:: PROVIDED DATA ::
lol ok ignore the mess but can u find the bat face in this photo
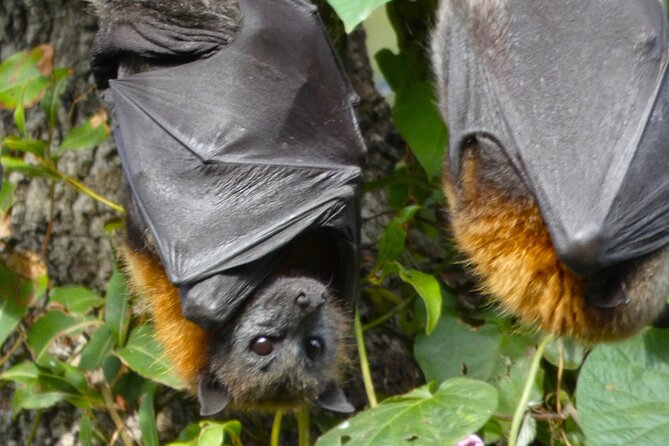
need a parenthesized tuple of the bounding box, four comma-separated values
(199, 276, 352, 415)
(432, 0, 669, 341)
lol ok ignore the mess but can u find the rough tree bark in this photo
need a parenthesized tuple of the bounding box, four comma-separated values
(0, 0, 420, 443)
(1, 1, 122, 444)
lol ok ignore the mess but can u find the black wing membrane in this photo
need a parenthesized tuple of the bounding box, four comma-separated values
(96, 0, 365, 325)
(442, 0, 669, 275)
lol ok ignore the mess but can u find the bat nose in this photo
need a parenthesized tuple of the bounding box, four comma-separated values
(296, 289, 325, 309)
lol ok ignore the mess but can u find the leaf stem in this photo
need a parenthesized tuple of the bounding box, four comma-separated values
(271, 410, 284, 446)
(355, 309, 378, 408)
(508, 334, 553, 446)
(102, 385, 133, 446)
(297, 406, 311, 446)
(557, 340, 564, 414)
(363, 296, 414, 332)
(40, 180, 56, 259)
(26, 409, 42, 446)
(0, 332, 26, 368)
(60, 173, 124, 214)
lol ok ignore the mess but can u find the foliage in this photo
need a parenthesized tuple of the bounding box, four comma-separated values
(316, 379, 497, 445)
(1, 2, 668, 445)
(0, 45, 181, 445)
(576, 329, 669, 446)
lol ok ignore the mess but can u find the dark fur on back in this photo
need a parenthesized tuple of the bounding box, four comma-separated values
(89, 0, 241, 33)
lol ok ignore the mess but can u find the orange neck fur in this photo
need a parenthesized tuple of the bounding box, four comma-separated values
(121, 248, 209, 389)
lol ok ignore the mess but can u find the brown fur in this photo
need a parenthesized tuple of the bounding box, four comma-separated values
(121, 247, 209, 389)
(446, 150, 658, 342)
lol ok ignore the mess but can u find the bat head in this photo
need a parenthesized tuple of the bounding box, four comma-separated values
(198, 276, 353, 416)
(433, 0, 669, 341)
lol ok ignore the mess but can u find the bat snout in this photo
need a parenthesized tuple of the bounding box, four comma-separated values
(296, 289, 325, 309)
(557, 231, 633, 309)
(555, 228, 608, 278)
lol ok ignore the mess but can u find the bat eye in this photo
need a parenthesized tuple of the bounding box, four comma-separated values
(250, 336, 274, 356)
(305, 336, 324, 360)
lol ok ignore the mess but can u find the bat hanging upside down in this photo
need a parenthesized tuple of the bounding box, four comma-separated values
(90, 0, 364, 415)
(432, 0, 669, 342)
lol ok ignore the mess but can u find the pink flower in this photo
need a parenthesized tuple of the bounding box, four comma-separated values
(454, 434, 484, 446)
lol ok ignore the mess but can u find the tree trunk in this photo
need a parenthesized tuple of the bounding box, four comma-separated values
(1, 1, 122, 444)
(1, 0, 122, 292)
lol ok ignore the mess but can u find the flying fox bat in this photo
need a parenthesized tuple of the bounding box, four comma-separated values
(90, 0, 364, 415)
(432, 0, 669, 342)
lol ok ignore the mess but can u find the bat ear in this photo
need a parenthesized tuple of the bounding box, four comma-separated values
(198, 372, 231, 416)
(315, 382, 354, 413)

:: PROBLEM TO SOLVE ::
Wherever a line of the records above contains the string "tree", copy that line out.

:: TASK RESULT ::
lol ok ignore the mess but can u find the rough tree bark in this photo
lol ok ignore the mess but can u find the tree trunk in this photo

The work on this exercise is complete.